| What you are asked to do |
Only the lines from the one containing "Note: for this drill, pin each instance of the black skullcap" through the last line below belong in your copy; transcribe them exactly and omit any pictures.

| Supplied records |

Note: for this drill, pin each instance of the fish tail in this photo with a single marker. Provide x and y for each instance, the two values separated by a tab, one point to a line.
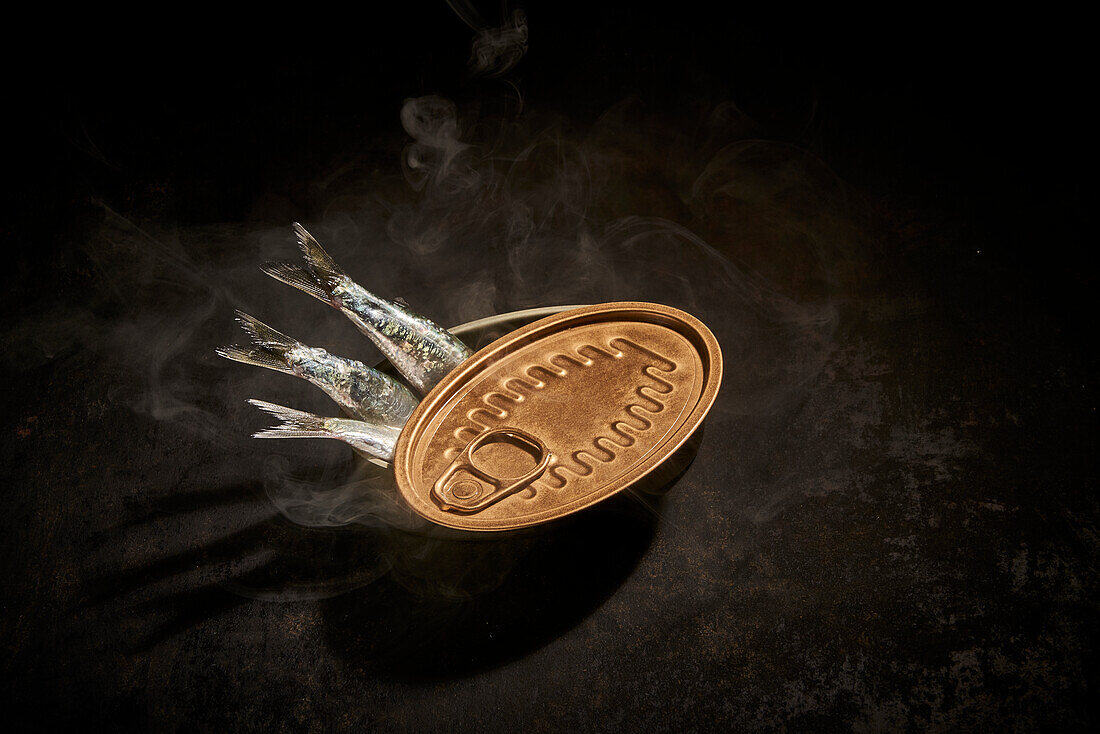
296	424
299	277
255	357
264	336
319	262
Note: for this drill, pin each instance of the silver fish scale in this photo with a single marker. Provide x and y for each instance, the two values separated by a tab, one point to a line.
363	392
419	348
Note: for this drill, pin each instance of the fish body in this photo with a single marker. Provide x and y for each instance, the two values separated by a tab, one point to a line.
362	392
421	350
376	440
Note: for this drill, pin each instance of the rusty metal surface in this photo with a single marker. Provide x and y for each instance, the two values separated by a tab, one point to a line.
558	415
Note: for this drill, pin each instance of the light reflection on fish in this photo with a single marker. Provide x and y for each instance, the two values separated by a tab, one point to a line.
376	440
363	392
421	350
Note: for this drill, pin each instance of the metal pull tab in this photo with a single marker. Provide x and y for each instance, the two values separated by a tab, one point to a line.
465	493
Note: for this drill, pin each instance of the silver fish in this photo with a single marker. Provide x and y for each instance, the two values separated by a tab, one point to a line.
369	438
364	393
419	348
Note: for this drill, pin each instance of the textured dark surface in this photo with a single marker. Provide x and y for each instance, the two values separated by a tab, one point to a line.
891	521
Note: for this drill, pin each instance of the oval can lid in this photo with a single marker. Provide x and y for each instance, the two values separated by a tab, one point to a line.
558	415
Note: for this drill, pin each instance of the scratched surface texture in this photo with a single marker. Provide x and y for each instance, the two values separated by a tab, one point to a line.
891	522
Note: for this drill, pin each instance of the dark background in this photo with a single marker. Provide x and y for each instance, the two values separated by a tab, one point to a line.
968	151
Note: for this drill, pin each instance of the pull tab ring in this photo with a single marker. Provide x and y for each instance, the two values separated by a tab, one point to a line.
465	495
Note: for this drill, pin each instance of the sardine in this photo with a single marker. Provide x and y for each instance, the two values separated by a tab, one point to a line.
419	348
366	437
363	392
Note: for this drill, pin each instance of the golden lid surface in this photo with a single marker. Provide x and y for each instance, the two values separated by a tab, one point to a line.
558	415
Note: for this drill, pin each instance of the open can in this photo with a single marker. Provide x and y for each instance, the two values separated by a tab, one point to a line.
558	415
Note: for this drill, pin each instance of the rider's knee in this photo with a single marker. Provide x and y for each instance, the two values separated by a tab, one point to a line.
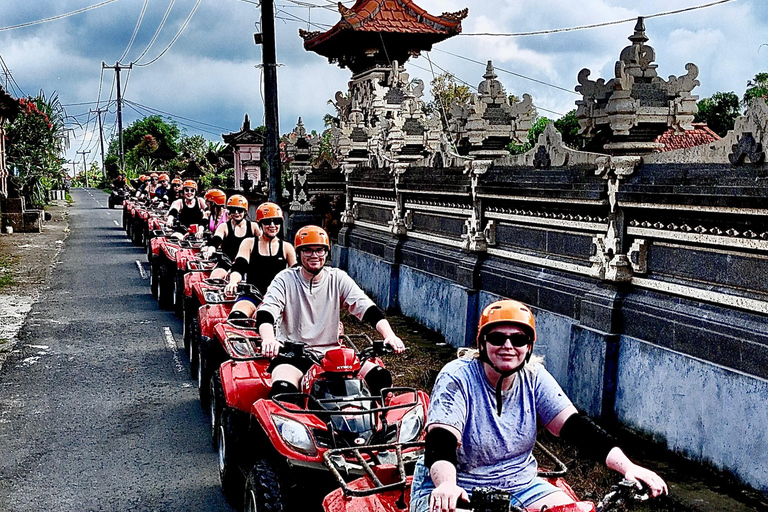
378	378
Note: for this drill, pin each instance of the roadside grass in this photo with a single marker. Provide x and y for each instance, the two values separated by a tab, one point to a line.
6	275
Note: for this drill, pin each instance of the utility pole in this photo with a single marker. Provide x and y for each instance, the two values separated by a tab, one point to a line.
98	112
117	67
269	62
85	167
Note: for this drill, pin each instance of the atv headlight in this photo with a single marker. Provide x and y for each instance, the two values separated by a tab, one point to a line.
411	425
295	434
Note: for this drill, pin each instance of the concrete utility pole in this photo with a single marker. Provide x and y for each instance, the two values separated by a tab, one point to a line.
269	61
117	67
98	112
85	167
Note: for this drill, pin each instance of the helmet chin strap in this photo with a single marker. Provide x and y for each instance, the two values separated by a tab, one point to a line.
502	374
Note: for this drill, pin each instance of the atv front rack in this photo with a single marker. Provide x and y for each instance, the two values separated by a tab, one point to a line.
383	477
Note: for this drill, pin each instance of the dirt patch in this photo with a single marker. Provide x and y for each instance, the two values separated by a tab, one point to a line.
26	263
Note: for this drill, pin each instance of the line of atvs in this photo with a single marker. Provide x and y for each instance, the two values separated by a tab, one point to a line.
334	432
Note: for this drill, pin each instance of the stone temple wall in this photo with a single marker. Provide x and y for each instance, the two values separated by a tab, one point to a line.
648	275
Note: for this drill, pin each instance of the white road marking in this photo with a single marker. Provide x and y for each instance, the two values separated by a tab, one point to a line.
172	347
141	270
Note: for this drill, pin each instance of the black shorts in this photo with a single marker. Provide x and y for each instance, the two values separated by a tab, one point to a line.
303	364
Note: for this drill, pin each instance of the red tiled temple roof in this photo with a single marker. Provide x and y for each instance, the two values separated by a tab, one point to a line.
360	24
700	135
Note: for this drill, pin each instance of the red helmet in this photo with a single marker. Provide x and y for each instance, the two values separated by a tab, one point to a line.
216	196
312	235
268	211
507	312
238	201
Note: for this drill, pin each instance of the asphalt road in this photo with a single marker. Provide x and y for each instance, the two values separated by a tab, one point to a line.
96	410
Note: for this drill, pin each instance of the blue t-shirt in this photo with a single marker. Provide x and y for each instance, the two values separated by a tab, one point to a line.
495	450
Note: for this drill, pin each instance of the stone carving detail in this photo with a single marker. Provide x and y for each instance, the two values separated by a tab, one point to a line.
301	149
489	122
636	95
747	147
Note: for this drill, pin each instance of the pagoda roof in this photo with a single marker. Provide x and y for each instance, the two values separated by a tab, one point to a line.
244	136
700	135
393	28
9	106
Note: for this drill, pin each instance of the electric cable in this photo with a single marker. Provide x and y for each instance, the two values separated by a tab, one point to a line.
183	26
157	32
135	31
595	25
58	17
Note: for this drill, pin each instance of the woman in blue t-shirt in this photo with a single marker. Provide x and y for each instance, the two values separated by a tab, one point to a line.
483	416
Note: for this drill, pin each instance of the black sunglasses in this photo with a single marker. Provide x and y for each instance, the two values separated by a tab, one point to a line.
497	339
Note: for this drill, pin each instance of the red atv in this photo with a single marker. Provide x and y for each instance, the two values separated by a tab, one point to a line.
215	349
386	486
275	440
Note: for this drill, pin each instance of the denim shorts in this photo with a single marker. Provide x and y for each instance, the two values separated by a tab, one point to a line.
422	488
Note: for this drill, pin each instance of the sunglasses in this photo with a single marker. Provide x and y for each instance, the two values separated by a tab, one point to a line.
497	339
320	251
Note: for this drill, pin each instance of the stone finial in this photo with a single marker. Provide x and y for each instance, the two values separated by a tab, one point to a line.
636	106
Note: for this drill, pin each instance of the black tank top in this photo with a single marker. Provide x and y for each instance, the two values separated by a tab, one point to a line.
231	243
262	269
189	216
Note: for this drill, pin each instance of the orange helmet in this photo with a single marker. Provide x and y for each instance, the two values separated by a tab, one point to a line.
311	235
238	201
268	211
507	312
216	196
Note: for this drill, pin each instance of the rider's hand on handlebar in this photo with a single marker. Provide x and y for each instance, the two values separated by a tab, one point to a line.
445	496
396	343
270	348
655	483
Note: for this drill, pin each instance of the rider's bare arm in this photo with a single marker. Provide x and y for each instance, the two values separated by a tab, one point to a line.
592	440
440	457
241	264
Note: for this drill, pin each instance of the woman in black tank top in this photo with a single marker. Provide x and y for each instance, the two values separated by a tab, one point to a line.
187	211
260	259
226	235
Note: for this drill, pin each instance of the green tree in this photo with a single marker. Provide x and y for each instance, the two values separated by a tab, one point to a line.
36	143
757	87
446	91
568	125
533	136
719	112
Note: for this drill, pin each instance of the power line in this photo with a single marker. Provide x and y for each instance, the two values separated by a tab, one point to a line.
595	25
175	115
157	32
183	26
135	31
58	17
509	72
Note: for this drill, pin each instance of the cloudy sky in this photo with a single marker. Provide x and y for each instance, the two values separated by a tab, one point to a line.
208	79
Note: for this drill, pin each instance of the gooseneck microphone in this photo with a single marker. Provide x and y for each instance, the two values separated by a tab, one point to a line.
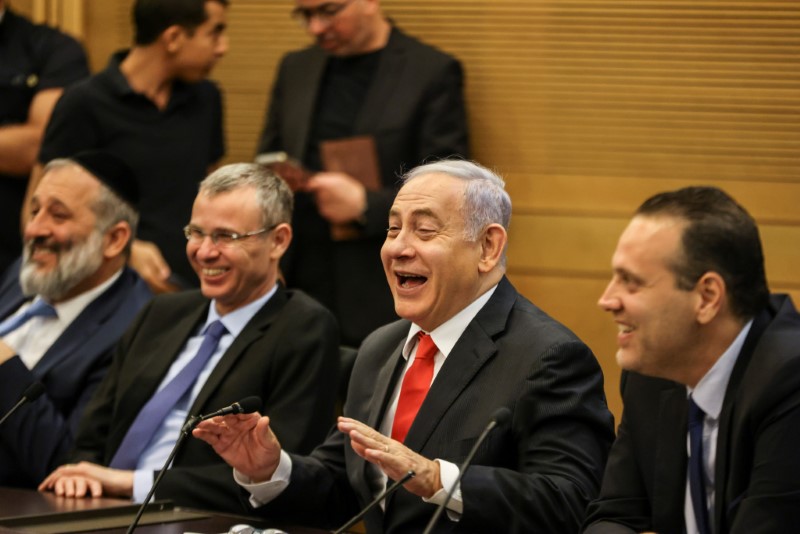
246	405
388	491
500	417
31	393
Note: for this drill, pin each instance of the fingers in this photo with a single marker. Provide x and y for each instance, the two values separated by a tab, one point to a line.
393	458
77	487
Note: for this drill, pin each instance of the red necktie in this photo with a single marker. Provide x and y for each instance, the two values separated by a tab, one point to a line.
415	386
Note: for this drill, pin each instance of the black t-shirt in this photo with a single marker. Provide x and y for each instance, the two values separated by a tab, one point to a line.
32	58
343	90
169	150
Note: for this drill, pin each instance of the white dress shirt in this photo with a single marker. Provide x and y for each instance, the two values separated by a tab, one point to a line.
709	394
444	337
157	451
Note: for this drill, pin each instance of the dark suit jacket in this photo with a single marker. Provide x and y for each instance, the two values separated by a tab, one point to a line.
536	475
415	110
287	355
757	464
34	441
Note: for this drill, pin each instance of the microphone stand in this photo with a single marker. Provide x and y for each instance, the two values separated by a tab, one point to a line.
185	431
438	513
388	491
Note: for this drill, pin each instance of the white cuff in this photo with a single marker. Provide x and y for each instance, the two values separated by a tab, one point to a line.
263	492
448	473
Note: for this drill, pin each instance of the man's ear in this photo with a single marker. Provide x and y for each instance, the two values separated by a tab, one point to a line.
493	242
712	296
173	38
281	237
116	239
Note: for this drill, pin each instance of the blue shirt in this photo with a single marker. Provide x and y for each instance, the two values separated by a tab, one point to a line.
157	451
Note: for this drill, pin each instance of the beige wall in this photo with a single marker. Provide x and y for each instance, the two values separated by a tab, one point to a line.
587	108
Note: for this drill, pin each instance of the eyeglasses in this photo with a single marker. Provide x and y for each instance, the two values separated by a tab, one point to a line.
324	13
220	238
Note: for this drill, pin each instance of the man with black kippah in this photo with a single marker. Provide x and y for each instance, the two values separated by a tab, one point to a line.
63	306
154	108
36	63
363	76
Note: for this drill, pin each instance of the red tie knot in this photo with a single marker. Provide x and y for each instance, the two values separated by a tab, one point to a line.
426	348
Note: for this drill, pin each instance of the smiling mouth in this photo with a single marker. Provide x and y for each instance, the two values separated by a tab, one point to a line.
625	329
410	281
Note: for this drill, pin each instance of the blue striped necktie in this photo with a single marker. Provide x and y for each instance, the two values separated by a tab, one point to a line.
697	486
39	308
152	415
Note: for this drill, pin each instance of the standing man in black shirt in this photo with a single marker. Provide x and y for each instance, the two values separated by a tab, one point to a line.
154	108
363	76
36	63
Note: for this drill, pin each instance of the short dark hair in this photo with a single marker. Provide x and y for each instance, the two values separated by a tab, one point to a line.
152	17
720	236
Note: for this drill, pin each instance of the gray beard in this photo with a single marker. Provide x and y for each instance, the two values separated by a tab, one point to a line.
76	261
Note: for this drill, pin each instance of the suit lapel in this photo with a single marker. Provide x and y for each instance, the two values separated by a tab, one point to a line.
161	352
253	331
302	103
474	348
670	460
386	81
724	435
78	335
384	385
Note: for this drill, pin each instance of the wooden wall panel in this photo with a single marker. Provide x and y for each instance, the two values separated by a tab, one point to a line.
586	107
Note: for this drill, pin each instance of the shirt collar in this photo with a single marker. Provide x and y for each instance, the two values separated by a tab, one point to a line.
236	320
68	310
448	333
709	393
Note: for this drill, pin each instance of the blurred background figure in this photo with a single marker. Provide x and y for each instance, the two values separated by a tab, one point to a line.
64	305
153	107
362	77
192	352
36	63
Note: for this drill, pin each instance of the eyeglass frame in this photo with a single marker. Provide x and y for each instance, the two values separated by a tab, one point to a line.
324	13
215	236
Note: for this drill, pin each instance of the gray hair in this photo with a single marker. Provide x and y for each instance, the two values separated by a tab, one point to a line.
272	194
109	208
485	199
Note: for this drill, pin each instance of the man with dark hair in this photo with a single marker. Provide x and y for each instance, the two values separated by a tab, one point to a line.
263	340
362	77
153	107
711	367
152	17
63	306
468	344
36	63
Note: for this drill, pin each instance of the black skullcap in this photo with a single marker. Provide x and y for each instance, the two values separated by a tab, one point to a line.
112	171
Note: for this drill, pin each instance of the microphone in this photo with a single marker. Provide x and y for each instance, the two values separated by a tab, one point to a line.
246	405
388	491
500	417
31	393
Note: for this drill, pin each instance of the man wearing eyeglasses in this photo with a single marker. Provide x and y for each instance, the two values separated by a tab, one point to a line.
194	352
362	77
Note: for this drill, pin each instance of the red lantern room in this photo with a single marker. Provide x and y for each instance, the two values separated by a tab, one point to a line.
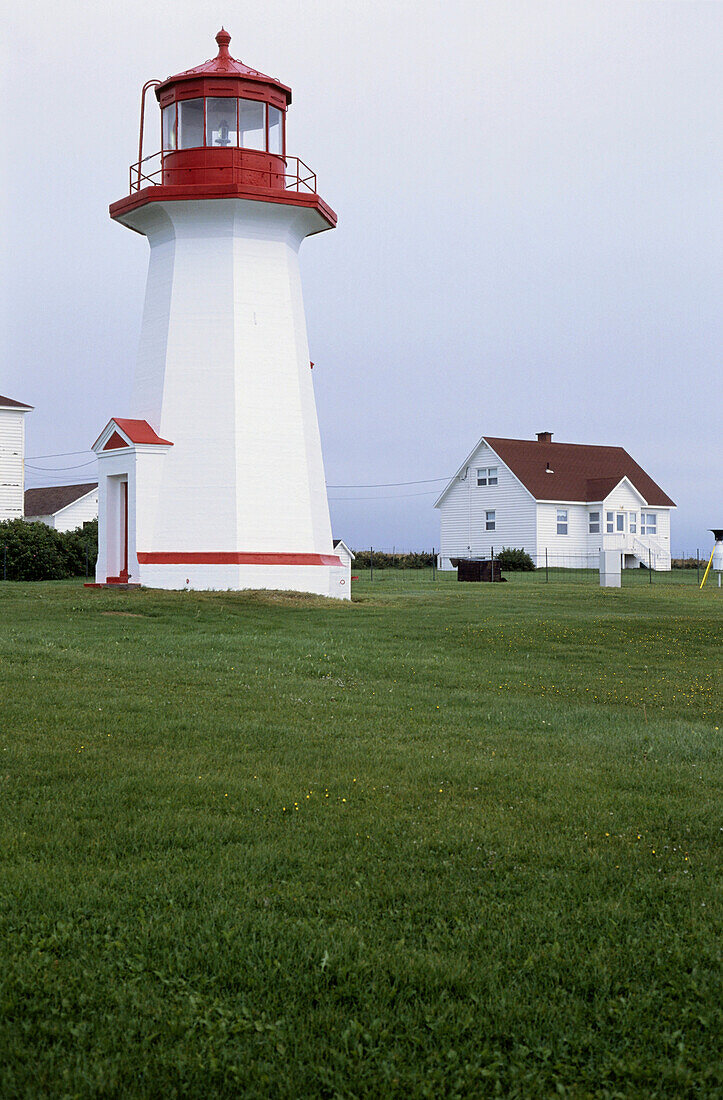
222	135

| Reply to the exercise |
Note: for this drill, pin each instance of the black skullcap in this photo with a single marker. Provide x and y for each instance, the two values separated by a tab, one point to a line.
112	171
Note: for this drill, pin each instance of the microphone in this photo with a single marker. Provide x and y for each instance, the two values separated by a tab, one point to a line.
246	405
388	491
500	417
31	393
Note: for this drill, pin each instance of the man wearing eyeglasses in this photo with a single marker. Provide x and y for each instance, the two values separated by a tab, one point to a line.
194	352
362	77
Note: for this drill, pin each instance of the red lantern room in this photo with a single marker. Provide x and y for each instance, the two values separated by a tab, one point to a line.
222	135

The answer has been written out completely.